Verilen Metin
Türkiye'nin en iyi haber sitesi
BAŞYAZI MEHMET BARLAS

Suriye ve Mısır'daki faciaları susarak izlemek de vardı

Mısır'daki katliam vicdanı ve insanlık duygusu olan her dünyalıyı mateme boğdu...
Bir savaş romanında bir küçük kız silahıyla kendisini hedef alan askere "Ölürken insanın canı yanar mı" diye soruyordu.
Askerin cevabı ise kızın sorusundan daha acıydı:
- Evet, ölürken insanın canı yanar ama yaşamak daha can yakıcıdır!
Mısır cuntasının katlettiği insanların ailelerinin, yakınlarının acılarını, onları hiç tanımadan paylaşmıyor muyuz? "İnsan" olmak aynı coğrafyadan, aynı dinden veya aynı ırktan olmaktan öteye bir olgudur.
"Ölüm" tüm canlılara sunulmuş ilahi bir sosyal adalet değil midir?

Görev Tanımı
Suriye ve Mısır'daki faciaları konu alan yazının "Suriye ve Mısır'daki" sözleriyle başlayıp "öteye bir olgudur." sözlerine kadar süren bölümünü hiç değiştirmeden yeniden aktarır mısınız? Kayıtların bu metinle hiçbir ilgisi yoktur.

Verilen Malzeme

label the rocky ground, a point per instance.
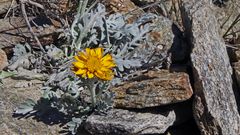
(197, 92)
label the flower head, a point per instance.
(92, 63)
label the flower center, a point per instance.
(93, 64)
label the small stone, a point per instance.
(124, 122)
(3, 60)
(155, 88)
(215, 109)
(236, 67)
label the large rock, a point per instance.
(226, 16)
(236, 67)
(5, 5)
(154, 88)
(3, 60)
(124, 122)
(215, 107)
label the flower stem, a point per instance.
(92, 88)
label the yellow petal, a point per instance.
(92, 52)
(90, 75)
(107, 57)
(109, 64)
(82, 56)
(109, 75)
(104, 69)
(80, 71)
(99, 52)
(77, 58)
(78, 64)
(99, 74)
(88, 50)
(84, 75)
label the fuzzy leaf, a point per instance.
(26, 107)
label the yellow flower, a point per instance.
(92, 63)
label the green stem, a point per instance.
(92, 88)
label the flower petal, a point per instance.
(80, 71)
(92, 52)
(109, 64)
(82, 56)
(99, 74)
(99, 52)
(78, 64)
(106, 58)
(88, 50)
(90, 75)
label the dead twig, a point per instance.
(23, 9)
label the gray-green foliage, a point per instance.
(68, 93)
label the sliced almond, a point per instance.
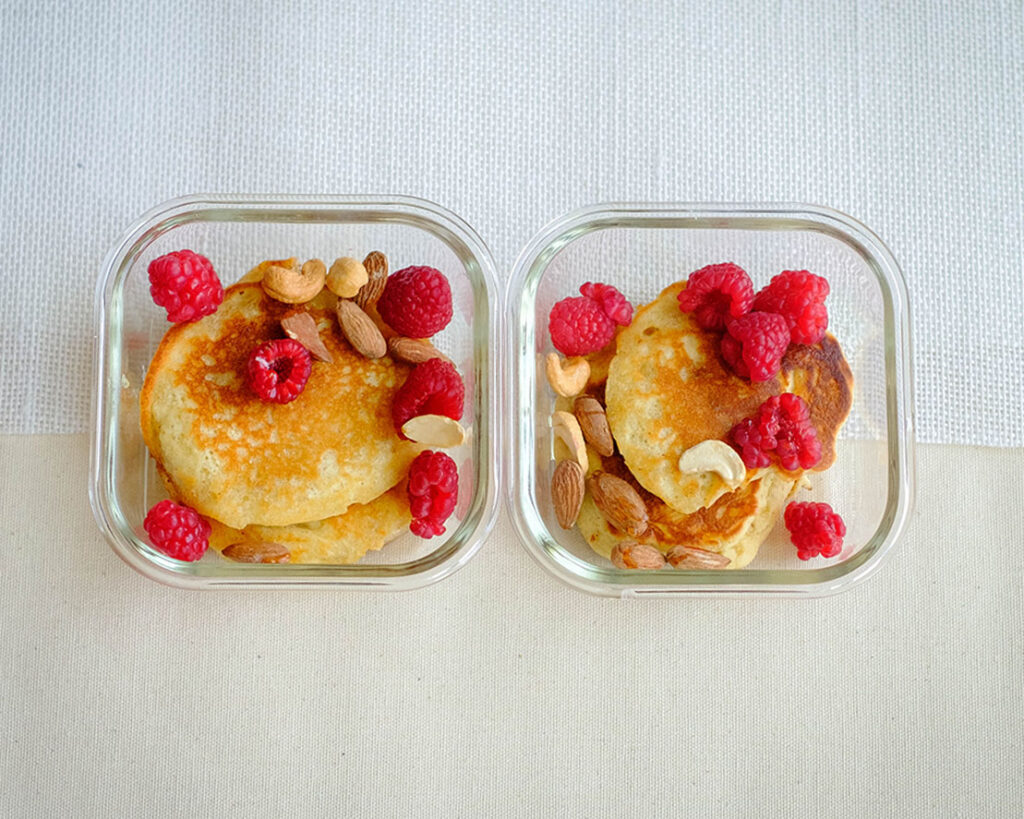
(566, 429)
(360, 331)
(346, 276)
(567, 488)
(302, 327)
(631, 555)
(257, 552)
(376, 265)
(434, 431)
(594, 424)
(620, 503)
(689, 557)
(413, 351)
(567, 377)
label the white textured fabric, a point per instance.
(501, 692)
(907, 116)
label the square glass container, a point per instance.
(236, 232)
(642, 249)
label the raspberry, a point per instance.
(279, 370)
(782, 425)
(754, 345)
(612, 302)
(432, 388)
(417, 302)
(433, 491)
(798, 296)
(177, 530)
(579, 326)
(185, 285)
(716, 293)
(814, 529)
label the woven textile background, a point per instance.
(907, 116)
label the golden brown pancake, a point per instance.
(242, 461)
(338, 540)
(669, 389)
(734, 525)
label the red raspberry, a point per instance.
(279, 370)
(417, 302)
(177, 530)
(579, 326)
(798, 296)
(782, 425)
(433, 491)
(716, 293)
(612, 302)
(185, 285)
(754, 345)
(814, 529)
(432, 388)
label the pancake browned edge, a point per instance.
(243, 461)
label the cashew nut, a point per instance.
(568, 377)
(566, 430)
(294, 287)
(714, 456)
(346, 277)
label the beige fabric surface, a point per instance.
(500, 692)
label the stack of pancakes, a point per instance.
(323, 475)
(666, 388)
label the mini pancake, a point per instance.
(243, 461)
(338, 540)
(669, 389)
(734, 525)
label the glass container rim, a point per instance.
(435, 219)
(520, 294)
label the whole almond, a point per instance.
(689, 557)
(631, 555)
(376, 264)
(413, 351)
(620, 503)
(257, 552)
(567, 487)
(302, 327)
(594, 424)
(360, 331)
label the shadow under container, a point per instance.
(641, 249)
(236, 233)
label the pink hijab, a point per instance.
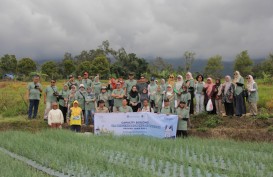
(209, 86)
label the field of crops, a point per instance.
(88, 155)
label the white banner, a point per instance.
(136, 123)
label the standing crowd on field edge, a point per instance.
(78, 100)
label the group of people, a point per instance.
(80, 99)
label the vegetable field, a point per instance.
(88, 155)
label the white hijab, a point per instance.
(227, 84)
(178, 84)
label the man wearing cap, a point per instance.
(86, 81)
(101, 108)
(55, 117)
(124, 108)
(104, 95)
(129, 83)
(167, 108)
(183, 113)
(75, 119)
(71, 82)
(90, 105)
(80, 96)
(34, 91)
(63, 103)
(141, 84)
(50, 96)
(118, 95)
(152, 87)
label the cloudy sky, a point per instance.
(46, 29)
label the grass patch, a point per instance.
(89, 155)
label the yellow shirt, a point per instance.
(76, 116)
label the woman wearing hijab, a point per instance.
(190, 84)
(171, 96)
(177, 86)
(134, 99)
(218, 98)
(96, 86)
(227, 96)
(238, 81)
(253, 97)
(209, 94)
(199, 94)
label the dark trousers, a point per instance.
(192, 105)
(229, 109)
(75, 128)
(182, 133)
(64, 111)
(33, 106)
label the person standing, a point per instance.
(50, 96)
(209, 94)
(218, 98)
(34, 91)
(134, 99)
(79, 81)
(101, 108)
(80, 96)
(55, 117)
(142, 84)
(71, 82)
(96, 86)
(63, 102)
(253, 97)
(105, 96)
(158, 100)
(171, 96)
(167, 108)
(146, 107)
(124, 108)
(240, 108)
(151, 91)
(227, 96)
(190, 84)
(86, 81)
(177, 86)
(199, 94)
(129, 84)
(90, 105)
(76, 118)
(118, 95)
(183, 117)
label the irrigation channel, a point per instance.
(35, 165)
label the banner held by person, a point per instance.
(136, 123)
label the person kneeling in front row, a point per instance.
(75, 117)
(183, 113)
(55, 117)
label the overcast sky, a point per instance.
(46, 29)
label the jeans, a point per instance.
(33, 104)
(87, 114)
(199, 103)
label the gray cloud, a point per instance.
(48, 29)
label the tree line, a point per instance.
(108, 62)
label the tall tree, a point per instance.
(50, 68)
(243, 63)
(8, 64)
(214, 67)
(189, 58)
(26, 66)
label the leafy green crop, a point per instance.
(88, 155)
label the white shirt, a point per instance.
(55, 116)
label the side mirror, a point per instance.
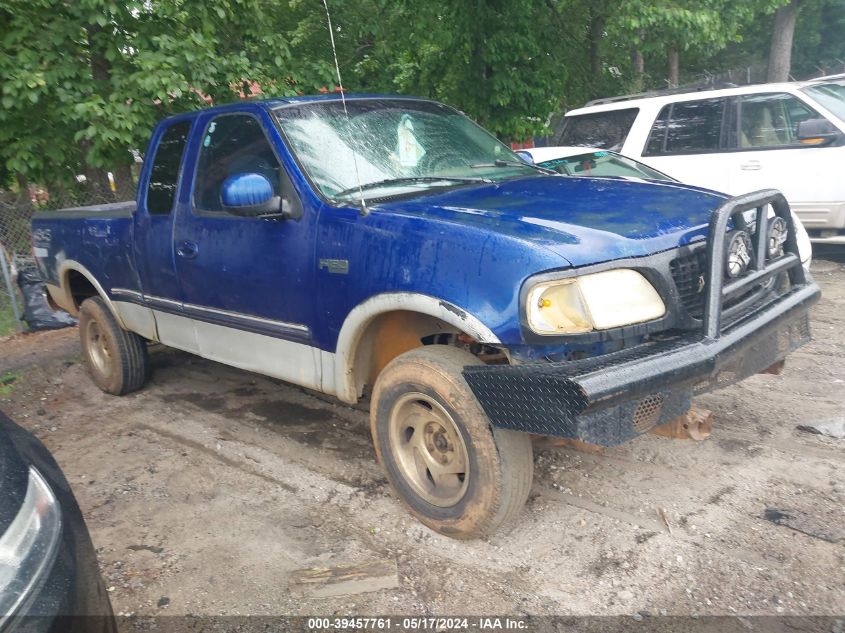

Çözüm
Suriye ve Mısır'daki faciaları susarak izlemek de vardı

Mısır'daki katliam vicdanı ve insanlık duygusu olan her dünyalıyı mateme boğdu...
Bir savaş romanında bir küçük kız silahıyla kendisini hedef alan askere "Ölürken insanın canı yanar mı" diye soruyordu.
Askerin cevabı ise kızın sorusundan daha acıydı:
- Evet, ölürken insanın canı yanar ama yaşamak daha can yakıcıdır!
Mısır cuntasının katlettiği insanların ailelerinin, yakınlarının acılarını, onları hiç tanımadan paylaşmıyor muyuz? "İnsan" olmak aynı coğrafyadan, aynı dinden veya aynı ırktan olmaktan öteye bir olgudur.